[Opening Text section]

3) I have been honest about my biases and perspectives. To read those, go to http://bit.ly/2c0XpSO

Theologically, I affirm these 4 convictions:

A. Authentic worship is first and foremost about God.

B. My definition of worship, following Donald Carson, is that “worship glorifies God and edifies believers.”

C. Worship is not a spectator sport.

D. True worship should elicit a response.

Here is our first church!

As I walked in, this church clearly had a younger vibe. It met in a former factory within a larger complex that had been rehabilitated. It was in a part of an older community that was experiencing some renewal and was attracting younger urban professionals. And lots of people wore plaid shirts. What more can I say? It was a younger crowd.

This church has an “emergent style,” but is a bible-teaching church. It was more typical of newer churches in the “nondenominational” vein in that it was very informal, with no printed order of worship. The sequence was music (worship), message, offering, announcements, and dismissal.

I could not sing 4 of 5 sings well. This was telling because I am musical and can sing almost anything. The one song that was over 5 years old seemed to be the one the congregation sang with greater participation and enthusiasm. They sang no hymns. Given my belief that worship is not a spectator sport, I found the lack or participation disconcerting. I am not convinced that “un-singable songs” is necessary for larger churches, or churches that trend toward millennial in age.

Communion was available on a small table near the entrance to the worship space. There was an announcement in the bulletin that one could go to the “communion station” whenever one wanted to. Those who think of the Lord’s Supper as a communal event would take issue with this. Seeing people go and partake touched me, regardless. It was a tangible expression of God’s grace. I wondered if having a pastor or elder present at the communion station and perhaps a deeper statement of the meaning of the Lord’s Supper in the bulletin might have helped. This is unresolved for me.

What about interviews?

I asked an older guy named Ron why he came to a church filled with younger people. He used to come because he brought the Lead Pastor’s quadriplegic father to church. The father died 3 years ago, but he continues to come. Why? Because the church is a loving place as opposed to judgmental, and because the church teaches the Bible.

A 60-ish couple comes because some of their children and grandchildren go there. I sought these people out because they did not “fit the crowd” so it was notable to ask why they attended.

Besides the worship service, here were the salient things mentioned about the church in the bulletin.

We are here to:

  • UNITE lost and hurting children with their loving, heavenly Father through the power of Christ’s Cross.
  • CULTIVATE personal spiritual development and active Gospel community through the generous application of God’s Word, mercy and grace.
  • CREATE an environment in which God’s presence and power is both experienced and reflected.

[Closing Text section]

Reproduce word for word the part of the church visit account that begins with the words containing "D. True worship" and ends with "announcements, and dismissal.". The material after this point comes from a separate source and is unrelated to the church visit account.

[Opening Provided data section]

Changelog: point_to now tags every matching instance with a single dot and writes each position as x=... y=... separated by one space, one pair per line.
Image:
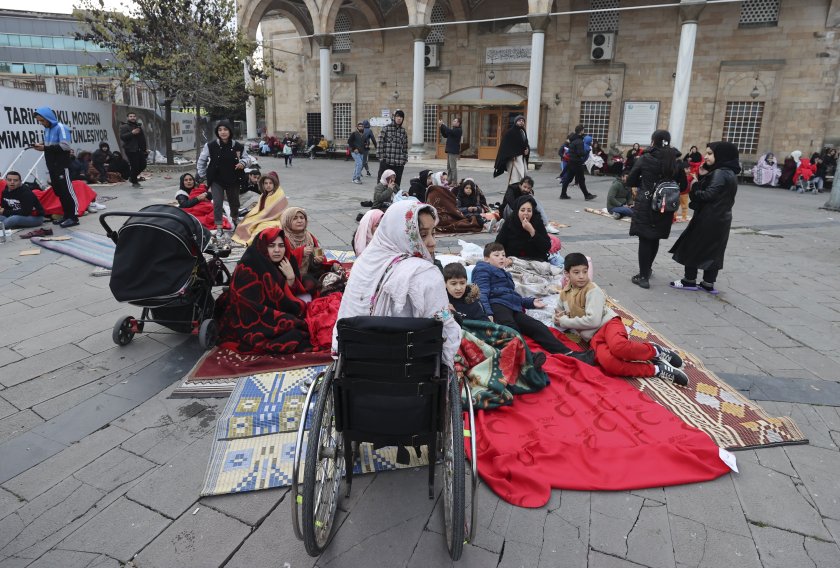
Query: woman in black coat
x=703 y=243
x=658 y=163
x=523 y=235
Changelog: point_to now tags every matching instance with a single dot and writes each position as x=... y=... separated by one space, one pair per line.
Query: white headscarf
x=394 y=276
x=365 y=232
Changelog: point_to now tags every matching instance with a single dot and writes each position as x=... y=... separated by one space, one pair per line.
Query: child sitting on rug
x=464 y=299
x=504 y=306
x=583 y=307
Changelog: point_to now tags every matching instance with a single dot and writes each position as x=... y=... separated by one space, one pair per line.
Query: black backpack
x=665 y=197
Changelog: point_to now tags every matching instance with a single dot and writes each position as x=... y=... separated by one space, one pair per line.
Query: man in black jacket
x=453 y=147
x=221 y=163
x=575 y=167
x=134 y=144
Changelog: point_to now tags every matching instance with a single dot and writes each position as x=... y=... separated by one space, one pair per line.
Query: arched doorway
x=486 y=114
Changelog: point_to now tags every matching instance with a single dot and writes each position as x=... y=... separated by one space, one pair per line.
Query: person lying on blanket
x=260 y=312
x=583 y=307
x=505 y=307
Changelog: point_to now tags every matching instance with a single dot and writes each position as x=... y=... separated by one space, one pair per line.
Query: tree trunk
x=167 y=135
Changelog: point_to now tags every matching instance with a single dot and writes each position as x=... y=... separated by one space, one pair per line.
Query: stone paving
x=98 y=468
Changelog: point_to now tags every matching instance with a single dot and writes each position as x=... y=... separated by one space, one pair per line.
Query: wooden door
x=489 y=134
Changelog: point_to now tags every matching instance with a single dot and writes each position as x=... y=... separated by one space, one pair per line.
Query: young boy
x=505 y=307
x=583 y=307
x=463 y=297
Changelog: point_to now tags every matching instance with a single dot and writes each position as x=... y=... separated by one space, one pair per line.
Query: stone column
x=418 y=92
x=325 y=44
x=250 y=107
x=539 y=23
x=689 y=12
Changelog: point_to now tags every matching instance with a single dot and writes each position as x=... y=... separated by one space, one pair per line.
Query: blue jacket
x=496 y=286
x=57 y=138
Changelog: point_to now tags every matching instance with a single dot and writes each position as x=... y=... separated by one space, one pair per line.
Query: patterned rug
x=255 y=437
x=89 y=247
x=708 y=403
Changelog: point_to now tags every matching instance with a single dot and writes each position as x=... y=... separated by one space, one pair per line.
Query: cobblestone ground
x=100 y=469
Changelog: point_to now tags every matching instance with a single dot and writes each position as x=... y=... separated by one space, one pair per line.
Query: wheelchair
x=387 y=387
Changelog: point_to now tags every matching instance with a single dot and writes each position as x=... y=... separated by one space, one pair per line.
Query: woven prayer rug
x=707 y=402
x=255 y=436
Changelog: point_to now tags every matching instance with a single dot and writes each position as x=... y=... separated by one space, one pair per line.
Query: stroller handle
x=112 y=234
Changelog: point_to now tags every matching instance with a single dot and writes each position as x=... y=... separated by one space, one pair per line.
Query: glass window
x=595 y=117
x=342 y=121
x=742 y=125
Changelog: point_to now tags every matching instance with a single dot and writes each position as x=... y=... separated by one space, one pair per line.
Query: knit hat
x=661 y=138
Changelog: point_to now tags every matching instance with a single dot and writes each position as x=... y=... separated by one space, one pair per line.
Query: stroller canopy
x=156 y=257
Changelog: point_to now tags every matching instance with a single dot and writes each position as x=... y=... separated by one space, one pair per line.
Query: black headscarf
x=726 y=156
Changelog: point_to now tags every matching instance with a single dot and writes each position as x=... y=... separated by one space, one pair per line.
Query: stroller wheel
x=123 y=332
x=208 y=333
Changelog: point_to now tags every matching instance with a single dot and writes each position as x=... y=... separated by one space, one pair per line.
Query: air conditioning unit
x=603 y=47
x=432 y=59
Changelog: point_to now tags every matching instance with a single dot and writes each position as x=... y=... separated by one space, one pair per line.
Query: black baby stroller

[Closing Provided data section]

> **The completed task**:
D. True worship should elicit a response.

Here is our first church!

As I walked in, this church clearly had a younger vibe. It met in a former factory within a larger complex that had been rehabilitated. It was in a part of an older community that was experiencing some renewal and was attracting younger urban professionals. And lots of people wore plaid shirts. What more can I say? It was a younger crowd.

This church has an “emergent style,” but is a bible-teaching church. It was more typical of newer churches in the “nondenominational” vein in that it was very informal, with no printed order of worship. The sequence was music (worship), message, offering, announcements, and dismissal.